■ What to produce: Transcribe the data. Leave out nothing.

■ Given data:
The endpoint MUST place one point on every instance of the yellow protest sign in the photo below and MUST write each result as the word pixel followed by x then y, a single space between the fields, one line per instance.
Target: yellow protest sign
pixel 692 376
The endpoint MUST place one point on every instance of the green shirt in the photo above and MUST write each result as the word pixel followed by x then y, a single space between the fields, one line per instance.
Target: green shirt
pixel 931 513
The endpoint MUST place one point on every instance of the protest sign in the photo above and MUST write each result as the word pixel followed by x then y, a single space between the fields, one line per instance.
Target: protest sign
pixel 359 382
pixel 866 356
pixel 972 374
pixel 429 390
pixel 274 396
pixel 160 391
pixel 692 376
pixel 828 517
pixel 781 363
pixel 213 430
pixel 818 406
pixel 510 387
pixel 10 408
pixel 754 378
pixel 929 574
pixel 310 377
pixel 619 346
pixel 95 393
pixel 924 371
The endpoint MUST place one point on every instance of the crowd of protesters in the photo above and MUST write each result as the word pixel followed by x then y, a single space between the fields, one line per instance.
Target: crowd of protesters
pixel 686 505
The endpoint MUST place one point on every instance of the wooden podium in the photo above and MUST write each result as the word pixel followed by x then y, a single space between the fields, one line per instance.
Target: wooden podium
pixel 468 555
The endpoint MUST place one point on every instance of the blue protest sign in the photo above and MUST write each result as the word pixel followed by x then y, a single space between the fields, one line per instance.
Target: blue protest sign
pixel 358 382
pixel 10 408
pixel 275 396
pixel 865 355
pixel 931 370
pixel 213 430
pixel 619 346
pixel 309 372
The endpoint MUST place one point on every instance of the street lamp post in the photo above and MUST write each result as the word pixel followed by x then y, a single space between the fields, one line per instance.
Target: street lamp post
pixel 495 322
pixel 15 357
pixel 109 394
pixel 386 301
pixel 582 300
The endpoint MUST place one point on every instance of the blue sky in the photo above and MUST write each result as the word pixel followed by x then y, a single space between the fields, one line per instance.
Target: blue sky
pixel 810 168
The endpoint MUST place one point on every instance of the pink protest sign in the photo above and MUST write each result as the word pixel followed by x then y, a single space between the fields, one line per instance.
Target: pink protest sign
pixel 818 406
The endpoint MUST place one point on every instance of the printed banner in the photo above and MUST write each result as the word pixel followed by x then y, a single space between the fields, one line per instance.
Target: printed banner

■ The completed task:
The endpoint MUST place one point on every instance of the yellow protest sign in the photo below and MUST write each result as the word pixel followed by x then y, a single space between the fields, one line per instance.
Target: yellow protest sign
pixel 692 376
The endpoint MUST place one point on every instance of the green shirt in the photo above and MUST write each result as the word pixel followed by x then y, a single space between the fields, one line per instance.
Target: green shirt
pixel 931 513
The endpoint MUST place one point on every instance of the protest sign in the photo above and MUST write each result as the word pixel followed by x then y, a single space between the fields, one line per instance.
Target: protest sign
pixel 359 382
pixel 866 356
pixel 972 374
pixel 429 390
pixel 274 396
pixel 160 391
pixel 692 376
pixel 828 517
pixel 781 363
pixel 213 430
pixel 818 406
pixel 510 387
pixel 10 408
pixel 754 378
pixel 929 574
pixel 310 377
pixel 619 346
pixel 95 393
pixel 924 371
The endpoint MUST place one point on every instance of the crowd of protesters in the photo above and MUST write each result as the word pixel followed by x then y, a single space between the fields, one line per instance.
Target: crowd of protesters
pixel 686 505
The endpoint MUST place one point on every instance of the wooden podium in the photo above and MUST write each result as the word pixel followed by x then y, a single space between the fields, one line per instance.
Target: wooden podium
pixel 468 555
The endpoint MUST place one point on every instance of the blue protest sign in the photo above and MUST write each result as the word pixel followed by x then y, a single space between the fields, one line per instance.
Target: blue protest sign
pixel 358 382
pixel 10 408
pixel 275 396
pixel 865 355
pixel 931 370
pixel 213 430
pixel 619 346
pixel 309 372
The endpoint MUST place one point on every instance of the street lamp post in the photo above and MUST write each result as the word pixel followed by x then y, a single space between the fields, one line per instance.
Target: street lamp post
pixel 495 322
pixel 15 357
pixel 109 394
pixel 386 301
pixel 582 300
The endpoint MUST place one point on every instance of the blue sky in the photo above and MUST write each result as the word pixel followed by x then y, a single space between the fields, one line per instance.
Target: blue sky
pixel 810 168
The endpoint MUST place one point on every instance of the pink protest sign in the photo above and MUST write each result as the word pixel followed by x then y, a single space between the fields, one line per instance.
Target: pink protest sign
pixel 818 406
The endpoint MUST place one point on every instance of the printed banner in the photo above and MUST write each result as the word pixel followed by x then y, a single space between the fields, one line per instance.
Target: printed banner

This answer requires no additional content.